ИСХОДНЫЙ ТЕКСТ ▸
___

Однако эта школа сложилась полностью в XIX в., когда история христианских древностей еще не нашла своего места в кругу уже существовавших культурно-исторических областей, таких как история античности и средневековья. Поэтому в XX в. она принесла противоречия методико-интерпретационного характера, определявшиеся борьбой между «апологетически-конфессиональным» и «объективно-научным» подходом, а также спором между специалистами-античниками («классиками») и теми, кто стремился разглядеть за фасадом эллинизма культуру раннего христианства.
«Конфессиональная опасность»

___

ИСХОДНЫЕ ДАННЫЕ ▸
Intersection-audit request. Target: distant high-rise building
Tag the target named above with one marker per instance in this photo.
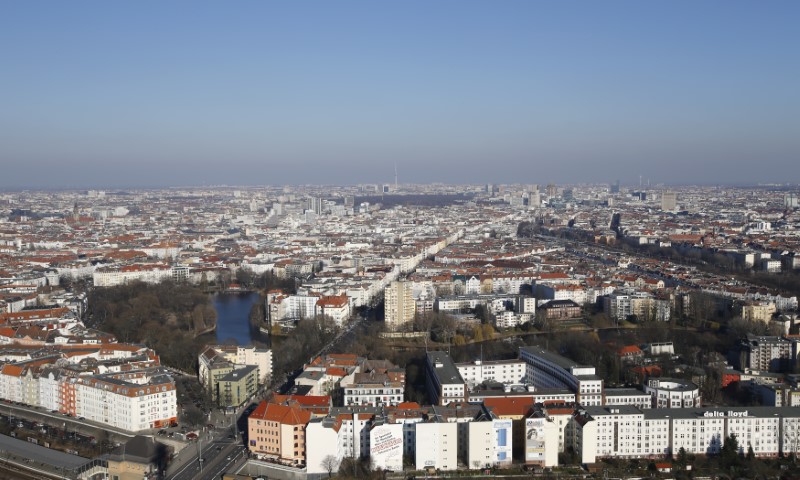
(399, 305)
(669, 201)
(315, 205)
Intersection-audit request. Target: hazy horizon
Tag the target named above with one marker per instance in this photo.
(149, 95)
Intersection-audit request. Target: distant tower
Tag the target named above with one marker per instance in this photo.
(790, 200)
(669, 201)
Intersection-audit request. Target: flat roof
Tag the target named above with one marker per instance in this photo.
(562, 362)
(39, 454)
(447, 373)
(622, 392)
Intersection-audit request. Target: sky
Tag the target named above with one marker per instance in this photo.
(153, 93)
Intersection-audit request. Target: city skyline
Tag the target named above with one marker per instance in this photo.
(145, 95)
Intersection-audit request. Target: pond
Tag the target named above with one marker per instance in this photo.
(233, 316)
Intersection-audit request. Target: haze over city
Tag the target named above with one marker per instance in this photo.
(186, 93)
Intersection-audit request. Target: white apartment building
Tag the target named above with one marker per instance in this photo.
(502, 371)
(400, 306)
(673, 393)
(337, 308)
(442, 379)
(628, 432)
(436, 445)
(126, 401)
(120, 275)
(628, 396)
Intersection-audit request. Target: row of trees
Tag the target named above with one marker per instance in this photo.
(167, 317)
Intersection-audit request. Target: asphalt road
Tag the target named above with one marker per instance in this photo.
(218, 455)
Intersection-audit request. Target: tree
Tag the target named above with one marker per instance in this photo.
(477, 334)
(488, 332)
(329, 463)
(729, 455)
(194, 417)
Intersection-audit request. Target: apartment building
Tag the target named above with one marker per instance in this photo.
(400, 306)
(549, 370)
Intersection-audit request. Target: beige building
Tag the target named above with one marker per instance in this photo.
(278, 432)
(399, 304)
(236, 387)
(758, 312)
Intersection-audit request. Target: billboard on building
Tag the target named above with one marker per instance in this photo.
(386, 447)
(534, 440)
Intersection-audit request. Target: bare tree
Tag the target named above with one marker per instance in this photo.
(330, 464)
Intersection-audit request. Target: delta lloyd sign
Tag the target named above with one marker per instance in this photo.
(729, 413)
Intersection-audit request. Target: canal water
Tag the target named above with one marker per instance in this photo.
(233, 316)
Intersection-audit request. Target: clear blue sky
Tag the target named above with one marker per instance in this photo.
(111, 93)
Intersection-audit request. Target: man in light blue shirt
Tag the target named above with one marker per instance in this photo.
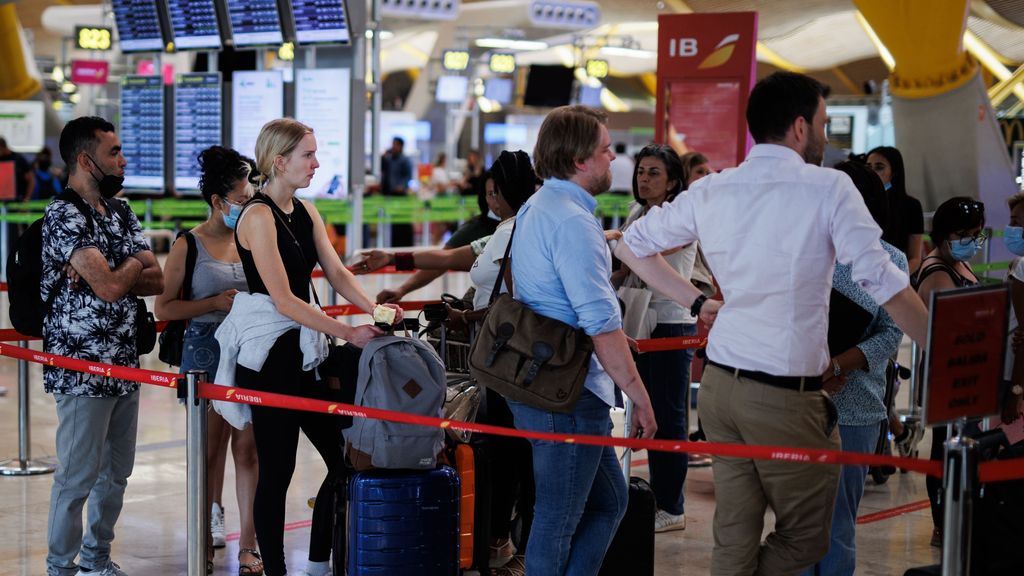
(561, 268)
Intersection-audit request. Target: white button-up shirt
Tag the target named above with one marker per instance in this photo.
(772, 230)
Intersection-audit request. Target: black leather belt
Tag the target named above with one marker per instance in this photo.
(801, 383)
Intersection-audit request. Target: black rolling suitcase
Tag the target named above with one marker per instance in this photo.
(632, 550)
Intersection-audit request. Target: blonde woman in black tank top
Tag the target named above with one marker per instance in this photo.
(281, 239)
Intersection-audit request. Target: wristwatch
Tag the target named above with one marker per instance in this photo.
(695, 306)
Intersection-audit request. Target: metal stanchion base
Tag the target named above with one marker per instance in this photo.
(25, 467)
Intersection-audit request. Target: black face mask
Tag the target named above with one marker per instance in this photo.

___

ЗАДАНИЯ ▸
a) Воспроизведите полностью и без изменений текст о школе изучения христианских древностей.
b) Перепишите без изменений строки записей, начиная со строки с «Intersection-audit request. Target: black rolling» и до конца записей, включая обе границы.

ОТВЕТЫ К ЗАДАНИЯМ ▸
a)
Однако эта школа сложилась полностью в XIX в., когда история христианских древностей еще не нашла своего места в кругу уже существовавших культурно-исторических областей, таких как история античности и средневековья. Поэтому в XX в. она принесла противоречия методико-интерпретационного характера, определявшиеся борьбой между «апологетически-конфессиональным» и «объективно-научным» подходом, а также спором между специалистами-античниками («классиками») и теми, кто стремился разглядеть за фасадом эллинизма культуру раннего христианства.
«Конфессиональная опасность»

b)
Intersection-audit request. Target: black rolling suitcase
Tag the target named above with one marker per instance in this photo.
(632, 550)
Intersection-audit request. Target: blonde woman in black tank top
Tag the target named above with one marker per instance in this photo.
(281, 239)
Intersection-audit request. Target: wristwatch
Tag the target named above with one marker per instance in this photo.
(695, 306)
Intersection-audit request. Target: metal stanchion base
Tag the target named above with one marker per instance in this photo.
(25, 467)
Intersection-audit request. Target: black face mask
Tag the target named above with one marker per instance in this photo.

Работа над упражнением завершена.